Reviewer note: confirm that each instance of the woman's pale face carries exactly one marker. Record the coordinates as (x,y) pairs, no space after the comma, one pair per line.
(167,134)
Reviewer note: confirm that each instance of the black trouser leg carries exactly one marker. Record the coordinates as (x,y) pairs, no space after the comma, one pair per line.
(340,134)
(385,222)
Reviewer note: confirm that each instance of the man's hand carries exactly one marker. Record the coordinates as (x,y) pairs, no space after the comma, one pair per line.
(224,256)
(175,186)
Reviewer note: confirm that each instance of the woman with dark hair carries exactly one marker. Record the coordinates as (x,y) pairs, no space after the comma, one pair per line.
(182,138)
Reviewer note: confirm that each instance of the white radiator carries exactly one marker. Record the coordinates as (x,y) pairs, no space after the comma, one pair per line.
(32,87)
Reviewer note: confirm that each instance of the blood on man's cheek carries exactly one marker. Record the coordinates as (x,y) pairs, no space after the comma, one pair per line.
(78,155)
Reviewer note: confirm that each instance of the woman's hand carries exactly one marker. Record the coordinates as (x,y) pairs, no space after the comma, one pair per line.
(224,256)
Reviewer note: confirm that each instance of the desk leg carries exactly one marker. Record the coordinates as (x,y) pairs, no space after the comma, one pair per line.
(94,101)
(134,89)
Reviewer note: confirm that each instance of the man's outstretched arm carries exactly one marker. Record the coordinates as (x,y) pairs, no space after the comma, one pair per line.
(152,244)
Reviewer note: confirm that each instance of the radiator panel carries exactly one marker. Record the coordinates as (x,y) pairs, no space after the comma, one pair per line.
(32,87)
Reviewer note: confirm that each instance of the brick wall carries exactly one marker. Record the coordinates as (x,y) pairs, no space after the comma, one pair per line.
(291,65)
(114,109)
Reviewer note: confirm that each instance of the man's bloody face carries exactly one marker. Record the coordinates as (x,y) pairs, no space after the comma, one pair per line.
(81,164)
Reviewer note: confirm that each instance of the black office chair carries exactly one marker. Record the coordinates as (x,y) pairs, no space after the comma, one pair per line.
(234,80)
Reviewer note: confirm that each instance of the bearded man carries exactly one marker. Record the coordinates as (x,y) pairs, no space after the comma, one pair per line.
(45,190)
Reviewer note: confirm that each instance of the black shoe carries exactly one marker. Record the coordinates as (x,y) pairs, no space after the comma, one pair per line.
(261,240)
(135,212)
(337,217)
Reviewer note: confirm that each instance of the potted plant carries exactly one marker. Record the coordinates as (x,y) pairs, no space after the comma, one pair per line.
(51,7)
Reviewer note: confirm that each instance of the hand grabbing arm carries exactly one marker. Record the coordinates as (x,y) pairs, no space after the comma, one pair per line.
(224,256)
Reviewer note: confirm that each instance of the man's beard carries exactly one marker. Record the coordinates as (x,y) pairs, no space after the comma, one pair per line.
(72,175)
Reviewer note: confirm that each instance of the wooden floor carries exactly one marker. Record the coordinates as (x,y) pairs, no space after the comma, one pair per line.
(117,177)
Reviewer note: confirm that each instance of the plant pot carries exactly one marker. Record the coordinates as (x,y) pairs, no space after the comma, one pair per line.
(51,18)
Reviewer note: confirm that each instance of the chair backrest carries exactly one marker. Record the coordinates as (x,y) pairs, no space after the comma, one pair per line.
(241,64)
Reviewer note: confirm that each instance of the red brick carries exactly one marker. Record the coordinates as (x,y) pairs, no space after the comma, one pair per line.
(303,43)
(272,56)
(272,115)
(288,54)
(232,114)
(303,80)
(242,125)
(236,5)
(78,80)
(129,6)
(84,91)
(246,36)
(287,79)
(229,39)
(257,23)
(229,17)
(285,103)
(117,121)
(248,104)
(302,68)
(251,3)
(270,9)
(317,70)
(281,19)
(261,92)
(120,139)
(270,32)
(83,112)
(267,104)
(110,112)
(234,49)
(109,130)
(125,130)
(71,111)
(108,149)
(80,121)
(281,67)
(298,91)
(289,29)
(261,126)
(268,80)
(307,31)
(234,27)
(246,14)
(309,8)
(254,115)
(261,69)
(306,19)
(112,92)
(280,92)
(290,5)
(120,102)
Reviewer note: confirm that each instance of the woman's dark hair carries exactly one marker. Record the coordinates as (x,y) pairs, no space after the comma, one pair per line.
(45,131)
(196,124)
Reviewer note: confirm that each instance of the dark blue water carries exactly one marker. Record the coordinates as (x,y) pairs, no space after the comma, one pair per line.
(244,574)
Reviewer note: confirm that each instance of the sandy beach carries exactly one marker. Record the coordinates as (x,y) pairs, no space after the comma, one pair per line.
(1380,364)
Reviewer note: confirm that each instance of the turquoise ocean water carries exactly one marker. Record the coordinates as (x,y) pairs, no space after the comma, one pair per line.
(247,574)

* _THE TASK_:
All of the entries need to be reproduced exactly; please write them out.

* _RESPONSE TO THIS TASK_:
Reviewer note: confirm that each instance of the woman's pale face carries exactly one marker. Record the coordinates as (x,y) pairs, no space after the comma, one pair per line.
(167,134)
Reviewer note: confirm that each instance of the black trouser leg carries exactly one marker. Record the coordinates as (x,y) pairs, no space after the comma, one pair per line.
(340,134)
(385,222)
Reviewer note: confirm that each instance of the man's hand carries exactly one marker. Record the coordinates as (x,y) pairs, no space after the comma, one pair per line.
(224,256)
(175,186)
Reviewer note: confirm that each instance of the woman with dark hair carries exactly one marker. Record the coordinates as (x,y) pairs, no space after the comma, one pair per line.
(182,138)
Reviewer note: confirm that each instance of the white radiator carries exactly one marker. Record the coordinates as (x,y) pairs, no space after the comma, one pair per line.
(32,87)
Reviewer note: confirm that each instance of the blood on man's cheek carries exactly one marker. Record the coordinates as (x,y) pairs, no space after the comma, one pair per line.
(78,155)
Reviewer note: confirm that each instance of the woman's hand carries exactly one marker. Record the coordinates as (x,y) pairs, no space after the comma, one pair per line.
(224,256)
Reviewer note: confirm that each instance of the desk leg carries exactly one marker. Record the coordinates as (x,y) pairs, no space after the comma, one pair per line.
(94,101)
(134,89)
Reviewer note: confirm that each instance of the man's outstretched arm carries exactly one marker. Record the coordinates as (x,y) pairs, no space after the comma, one pair per line.
(152,244)
Reviewer note: confirm that each instance of the radiator panel carries exactly one marker. Record the coordinates as (x,y) pairs, no space after the comma, one pair per line.
(32,87)
Reviewer note: confirm that each instance of the brick wall carries exactly one marker. Record the coordinates as (x,y) pairs, no space after the comma, one pair per line.
(291,65)
(114,109)
Reviewer note: confirm that each instance of the man's bloody face carries exactly one marker. Record the coordinates as (x,y) pairs, no space after the comma, one pair per line.
(81,164)
Reviewer note: confirm that each instance of the black office chair carries exactly one marker. Record the coordinates as (x,y) pairs, no space after the comma, one pair per line.
(234,80)
Reviewer note: confirm that each instance of the bearded man carries exactly one marker. Record the coordinates as (x,y) pairs, no space after the comma, one pair per line.
(45,190)
Reviewer note: confirm that each instance of the black shoe carries exactly one marker. Record the coordinates as (x,y) pairs, no space after the comma, one pair per line.
(261,240)
(135,212)
(337,217)
Reviewer note: confirm that each instance of the potted plant carries exactly one marker. Record the coordinates as (x,y) pairs, no space after the comma, one pair per line.
(51,7)
Reviewer note: confirm that each instance of the hand grabbing arm carries exactly one marker. Record the coordinates as (x,y) pairs, no space after the comma, one pair per line.
(224,256)
Reviewer note: confirm that each instance of the man's beard carries exactly one marker. Record the coordinates as (x,y) pairs, no space after the comma, one pair per line.
(72,175)
Reviewer note: confirm that each instance of the wooden floor carries exactly one marker. Record the coordinates as (x,y) pairs, no space after the comma, one pair per line.
(117,177)
Reviewer note: confirm that each instance of the plant pot carries exactly one marker. Record the coordinates as (x,y) pairs, no space after the comma, one pair per line.
(51,18)
Reviewer note: confirm that each instance of the chair backrest carries exactly one marker. Record the coordinates as (x,y) pairs, no space after the comma, one pair per line.
(241,64)
Reviewer note: confirm that each instance of the red brick carries exactly one marker. Record the coordinates as (x,y) pairs, no space after the comma, one pair per line.
(303,43)
(272,56)
(272,115)
(288,54)
(232,114)
(303,80)
(242,125)
(236,5)
(78,80)
(129,6)
(84,91)
(246,36)
(287,79)
(229,39)
(257,23)
(229,17)
(285,103)
(117,121)
(248,104)
(302,68)
(251,3)
(270,9)
(317,70)
(281,19)
(261,92)
(120,139)
(270,32)
(83,112)
(267,104)
(110,112)
(234,49)
(109,130)
(125,130)
(71,111)
(108,149)
(80,121)
(281,67)
(298,91)
(289,29)
(261,126)
(268,80)
(307,31)
(234,27)
(246,14)
(309,8)
(254,115)
(261,69)
(306,19)
(112,92)
(280,92)
(290,5)
(120,102)
Reviewer note: confirm that each instance of the woman's dark hair carries exactly one marker. Record the coordinates as (x,y) pairs, no space after the comma, one pair per line.
(45,131)
(196,124)
Reviewer note: confirm that each instance of the dark blue water carries exactly one marker. Record the coordinates as (x,y) pairs, no space after the comma, one pair per line.
(244,574)
Reviewer note: confirm that each instance of the sandy beach carries exactly one marker. Record the coordinates as (x,y) pairs, no space after the comma, one pair per line.
(1380,364)
Reviewer note: confirm that each instance of the turquoise ocean water carries exactly one marker. Record the coordinates as (x,y) pairs, no space after the comma, one pair per line.
(247,574)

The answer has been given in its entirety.